The Refugee Crisis

20 June was World Refugee Day. In this respect, the United Nations High Commissioner for Refugees (UNHCR) highlighted that the number of refugees around the world as a result of increasing global conflicts and civil wars reached a record level.

According to data collected by UNHCR, the number of refugees has reached 60 million in 2014 compared to 51 million in 2013, a significant 17.6% increase. Of these some 38 million are displaced within their own countries. The UNHCR statistics also reveal that over half of the world’s refugees are children. In fact, across the world, 1 out of every 122 persons is a displaced refugee.

Syria has overtaken Afghanistan as the largest source of refugees with over 11 million people fleeing the war-torn country. Owing to an unending series of conflicts, Afghanistan had been the leading source of refugees for 30 years. According to UNHCR, after four years of civil war, there were some 3.9 million Syrian refugees in 107 countries last year. The human trauma of this mass dispersion of a people is tremendous. Turkey, Syria’s northern neighbour, has become the largest refugee host with about 1.6 million refugees. The refugee problem is not expected to improve in 2015 owing to the multiplication of new poles of conflict and the clear signs that the civil wars in Syria, Iraq, Libya or Yemen and the armed violence in Burundi, Nigeria and elsewhere continue unabated. The unending conflicts in the Middle East and in Africa have inflated the number of refugees with the result that the world is facing the worst refugee crisis since World War II. These are staggering refugee statistics.

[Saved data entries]
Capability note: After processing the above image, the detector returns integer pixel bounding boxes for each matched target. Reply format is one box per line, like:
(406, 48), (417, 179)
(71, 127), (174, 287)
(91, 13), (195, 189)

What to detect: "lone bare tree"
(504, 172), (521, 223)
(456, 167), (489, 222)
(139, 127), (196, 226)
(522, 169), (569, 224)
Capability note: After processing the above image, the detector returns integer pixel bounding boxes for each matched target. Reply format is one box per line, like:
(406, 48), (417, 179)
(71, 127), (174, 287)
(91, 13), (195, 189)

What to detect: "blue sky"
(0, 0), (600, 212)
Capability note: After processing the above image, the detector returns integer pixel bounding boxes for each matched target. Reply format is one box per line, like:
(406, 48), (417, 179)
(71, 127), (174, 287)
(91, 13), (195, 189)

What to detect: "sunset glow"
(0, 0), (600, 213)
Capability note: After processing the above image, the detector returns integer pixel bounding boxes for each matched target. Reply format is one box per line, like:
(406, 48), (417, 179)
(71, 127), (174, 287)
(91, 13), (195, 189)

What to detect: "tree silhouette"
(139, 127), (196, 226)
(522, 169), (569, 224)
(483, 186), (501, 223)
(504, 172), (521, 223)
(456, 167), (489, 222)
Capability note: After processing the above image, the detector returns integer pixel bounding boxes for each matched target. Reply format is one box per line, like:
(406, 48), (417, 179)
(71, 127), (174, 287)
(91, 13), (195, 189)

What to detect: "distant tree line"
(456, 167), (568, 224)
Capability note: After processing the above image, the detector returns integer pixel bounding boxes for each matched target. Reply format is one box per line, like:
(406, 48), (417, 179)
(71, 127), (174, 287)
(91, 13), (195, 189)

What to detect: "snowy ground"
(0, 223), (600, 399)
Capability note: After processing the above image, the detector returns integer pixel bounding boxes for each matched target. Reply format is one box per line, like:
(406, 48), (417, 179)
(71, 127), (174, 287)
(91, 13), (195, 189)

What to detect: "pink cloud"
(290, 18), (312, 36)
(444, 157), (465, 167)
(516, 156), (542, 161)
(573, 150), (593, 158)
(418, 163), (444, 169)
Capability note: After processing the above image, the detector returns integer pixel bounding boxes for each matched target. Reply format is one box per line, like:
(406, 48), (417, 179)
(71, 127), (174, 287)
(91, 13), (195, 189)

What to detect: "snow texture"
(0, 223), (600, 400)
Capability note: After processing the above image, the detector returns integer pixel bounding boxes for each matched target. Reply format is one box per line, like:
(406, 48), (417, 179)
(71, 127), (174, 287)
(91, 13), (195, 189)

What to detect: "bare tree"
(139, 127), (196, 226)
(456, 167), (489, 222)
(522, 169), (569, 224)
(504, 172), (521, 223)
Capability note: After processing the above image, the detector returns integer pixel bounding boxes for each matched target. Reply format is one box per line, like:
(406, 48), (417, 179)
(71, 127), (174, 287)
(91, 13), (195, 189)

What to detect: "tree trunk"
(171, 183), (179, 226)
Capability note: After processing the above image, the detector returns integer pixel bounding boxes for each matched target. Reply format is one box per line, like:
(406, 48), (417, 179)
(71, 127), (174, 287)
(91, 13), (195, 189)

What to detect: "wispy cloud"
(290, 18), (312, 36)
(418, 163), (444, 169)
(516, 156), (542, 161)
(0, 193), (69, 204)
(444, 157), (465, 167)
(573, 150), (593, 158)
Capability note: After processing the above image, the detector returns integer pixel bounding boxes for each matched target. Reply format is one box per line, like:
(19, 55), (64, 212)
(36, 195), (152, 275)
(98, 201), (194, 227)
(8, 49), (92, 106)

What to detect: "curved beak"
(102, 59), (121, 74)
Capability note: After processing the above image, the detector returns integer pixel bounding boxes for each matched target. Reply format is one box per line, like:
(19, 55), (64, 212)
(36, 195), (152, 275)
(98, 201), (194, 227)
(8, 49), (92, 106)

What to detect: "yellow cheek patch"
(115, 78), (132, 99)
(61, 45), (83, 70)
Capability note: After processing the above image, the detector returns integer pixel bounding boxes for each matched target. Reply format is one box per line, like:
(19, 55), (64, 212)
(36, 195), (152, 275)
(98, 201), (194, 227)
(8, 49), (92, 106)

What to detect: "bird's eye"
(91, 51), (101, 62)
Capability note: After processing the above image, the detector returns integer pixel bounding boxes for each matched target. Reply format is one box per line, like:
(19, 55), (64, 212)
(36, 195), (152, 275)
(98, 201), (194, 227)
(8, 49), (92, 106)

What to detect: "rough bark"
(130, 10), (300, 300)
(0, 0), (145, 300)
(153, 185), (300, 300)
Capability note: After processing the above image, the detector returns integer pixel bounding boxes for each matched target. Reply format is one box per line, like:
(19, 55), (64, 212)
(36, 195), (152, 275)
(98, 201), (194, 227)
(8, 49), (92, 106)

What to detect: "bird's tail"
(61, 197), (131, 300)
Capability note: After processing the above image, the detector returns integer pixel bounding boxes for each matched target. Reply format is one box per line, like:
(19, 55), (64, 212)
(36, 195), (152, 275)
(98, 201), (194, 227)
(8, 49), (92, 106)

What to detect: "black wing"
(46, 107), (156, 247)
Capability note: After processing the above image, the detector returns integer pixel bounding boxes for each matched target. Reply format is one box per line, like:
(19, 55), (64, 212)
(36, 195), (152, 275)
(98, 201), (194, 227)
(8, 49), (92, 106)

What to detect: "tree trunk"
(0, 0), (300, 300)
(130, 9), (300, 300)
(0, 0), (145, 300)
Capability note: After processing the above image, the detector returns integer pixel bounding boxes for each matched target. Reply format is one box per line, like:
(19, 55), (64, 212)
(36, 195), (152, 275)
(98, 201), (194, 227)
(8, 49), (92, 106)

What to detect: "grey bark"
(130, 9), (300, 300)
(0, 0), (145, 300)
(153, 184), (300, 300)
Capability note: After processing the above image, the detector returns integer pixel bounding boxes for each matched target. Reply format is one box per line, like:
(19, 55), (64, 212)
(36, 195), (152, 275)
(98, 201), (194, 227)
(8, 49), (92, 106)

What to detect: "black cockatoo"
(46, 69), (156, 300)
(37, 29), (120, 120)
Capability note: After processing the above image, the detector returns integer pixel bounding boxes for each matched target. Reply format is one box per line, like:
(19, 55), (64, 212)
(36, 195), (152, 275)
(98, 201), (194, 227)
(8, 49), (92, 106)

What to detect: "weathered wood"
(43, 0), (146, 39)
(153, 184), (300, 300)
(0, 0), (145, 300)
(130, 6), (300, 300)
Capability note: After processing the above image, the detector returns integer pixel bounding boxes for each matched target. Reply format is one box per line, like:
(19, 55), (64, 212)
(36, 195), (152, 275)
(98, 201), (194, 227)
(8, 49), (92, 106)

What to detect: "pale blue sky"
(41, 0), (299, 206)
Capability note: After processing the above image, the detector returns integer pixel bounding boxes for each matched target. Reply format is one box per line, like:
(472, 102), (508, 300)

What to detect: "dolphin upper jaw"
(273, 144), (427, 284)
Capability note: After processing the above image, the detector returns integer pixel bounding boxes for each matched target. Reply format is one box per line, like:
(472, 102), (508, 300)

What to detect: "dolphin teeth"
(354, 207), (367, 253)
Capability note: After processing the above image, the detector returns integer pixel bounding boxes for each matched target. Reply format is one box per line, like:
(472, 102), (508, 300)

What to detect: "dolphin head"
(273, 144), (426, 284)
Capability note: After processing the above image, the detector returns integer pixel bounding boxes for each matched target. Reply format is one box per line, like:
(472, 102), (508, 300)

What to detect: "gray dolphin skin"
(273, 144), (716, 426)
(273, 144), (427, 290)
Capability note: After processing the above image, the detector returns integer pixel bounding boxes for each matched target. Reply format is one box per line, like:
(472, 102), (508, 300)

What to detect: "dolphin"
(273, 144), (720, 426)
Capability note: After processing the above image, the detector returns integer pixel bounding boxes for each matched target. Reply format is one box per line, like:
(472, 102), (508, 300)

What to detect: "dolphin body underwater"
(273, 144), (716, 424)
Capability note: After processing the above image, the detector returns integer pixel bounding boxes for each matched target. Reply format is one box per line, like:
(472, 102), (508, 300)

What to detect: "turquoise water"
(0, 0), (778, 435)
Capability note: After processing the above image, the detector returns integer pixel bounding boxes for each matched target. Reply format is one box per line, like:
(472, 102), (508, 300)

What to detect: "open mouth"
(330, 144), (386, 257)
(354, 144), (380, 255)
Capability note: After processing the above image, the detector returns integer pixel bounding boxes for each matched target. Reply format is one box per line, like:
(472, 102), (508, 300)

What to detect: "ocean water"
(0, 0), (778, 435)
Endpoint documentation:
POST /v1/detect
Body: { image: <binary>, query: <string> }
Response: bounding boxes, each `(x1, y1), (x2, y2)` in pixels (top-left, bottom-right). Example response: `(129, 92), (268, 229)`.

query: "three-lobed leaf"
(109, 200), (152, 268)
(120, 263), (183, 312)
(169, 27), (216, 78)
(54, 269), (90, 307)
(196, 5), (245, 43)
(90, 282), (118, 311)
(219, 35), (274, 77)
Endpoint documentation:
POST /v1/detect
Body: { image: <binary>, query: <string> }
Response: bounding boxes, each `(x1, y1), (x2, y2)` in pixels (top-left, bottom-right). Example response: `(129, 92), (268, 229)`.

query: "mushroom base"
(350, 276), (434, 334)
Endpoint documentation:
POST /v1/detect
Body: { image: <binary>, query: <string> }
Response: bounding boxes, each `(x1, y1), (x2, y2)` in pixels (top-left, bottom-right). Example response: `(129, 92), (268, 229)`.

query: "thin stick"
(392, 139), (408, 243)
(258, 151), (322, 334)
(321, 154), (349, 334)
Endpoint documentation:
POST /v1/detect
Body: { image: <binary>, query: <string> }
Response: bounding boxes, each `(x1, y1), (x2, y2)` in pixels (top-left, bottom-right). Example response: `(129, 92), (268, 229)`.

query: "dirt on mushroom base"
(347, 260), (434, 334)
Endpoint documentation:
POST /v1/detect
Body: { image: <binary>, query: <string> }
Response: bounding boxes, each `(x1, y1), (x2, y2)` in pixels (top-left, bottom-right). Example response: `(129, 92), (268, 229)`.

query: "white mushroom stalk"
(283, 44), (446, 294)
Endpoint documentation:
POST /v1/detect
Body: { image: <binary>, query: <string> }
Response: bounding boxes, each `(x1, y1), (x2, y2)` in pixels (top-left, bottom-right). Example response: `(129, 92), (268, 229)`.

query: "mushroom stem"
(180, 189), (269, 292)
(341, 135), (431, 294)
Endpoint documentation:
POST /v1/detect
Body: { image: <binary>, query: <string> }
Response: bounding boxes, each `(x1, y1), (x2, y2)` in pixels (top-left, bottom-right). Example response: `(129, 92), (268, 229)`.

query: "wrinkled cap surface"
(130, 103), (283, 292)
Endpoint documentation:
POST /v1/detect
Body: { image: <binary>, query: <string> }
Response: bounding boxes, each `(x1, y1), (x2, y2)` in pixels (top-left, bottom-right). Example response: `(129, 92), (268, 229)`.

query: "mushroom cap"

WORK TO DO:
[1] In the text on the refugee crisis, which country is named as the largest refugee host?
[2] Carry the text on the refugee crisis forward from where it stops.

RESPONSES BY TASK:
[1] Turkey, with about 1.6 million refugees.

[2]
The scale of the refugee problem facing the world and humanity requires a more substantive response from the international community than half-hearted measures such as for example targeting those who run a lucrative business out of ferrying refugees and irregular migrants across the Mediterranean instead of addressing the core problem of bringing peace and stability in the war affected countries. The multiplicity of conflicts and wars and the inability of the international community to work together to stop wars and end conflicts have fuelled the continuous surge of refugees. It is clear that the means to cope with such a colossal problem are grossly inadequate.

The UN High Commissioner for Refugees Antonio Gutteres aptly summarised the extremely serious situation when he stated last week that ‘with huge shortages of funding and wide gaps in the global regime for protecting victims of war, people in need of compassion, aid and refuge are being abandoned’. This inadequacy of commensurate resources to tackle the growing refugee problem and the fact that there seems to be no end to the wars and conflicts, in particularly the Middle East and Africa, are swelling the overflow of refugees towards countries offering better prospects. Desperate to seek a stable and better future for themselves and their families refugees risk being ferried across the Mediterranean to Europe in overloaded boats in spite of hundreds of deaths in recent months.

Putting people first

The world is therefore facing a humanitarian crisis of unprecedented proportions in the post World War II period. In the face of the building paranoia vis-à-vis refugees especially in Europe but also in Asia in respect of refugees from Myanmar and the anti immigration rhetoric by the right wing forces, the world must remember that most refugees long to go back home to their countries once there is peace and security. Like all of us they share the same strong emotions that ‘there is no better place than home’ The finality of all government and society’s policies and actions must remain the welfare and well-being of people and humanity at large. This fundamental human credo must override all considerations including rabidly parochial ones.

The present Greek-EU mano a mano is a case in point. Amidst the high-handed diktats on financial disciplines and political arm-twisting in respect of the Greek financial crisis and bailout package, the European leaders and the IMF must gauge the pervasive discontent in Greece which underpins the cheeky brinkmanship of the young Greek leadership. Their stance not to be press-ganged into a continuous cycle of severe austerity imposed by its European creditors and to seek flexibility stems from a desire to allay and not increase the hardships endured by the Greeks during the last five years. It is a difficult balance to strike without provoking the ire of the Greeks. Will the high priests of financial rigour relent to accommodate and provide some respite to the dire distress of the people bearing in mind the damaging dynamics of not broking a deal?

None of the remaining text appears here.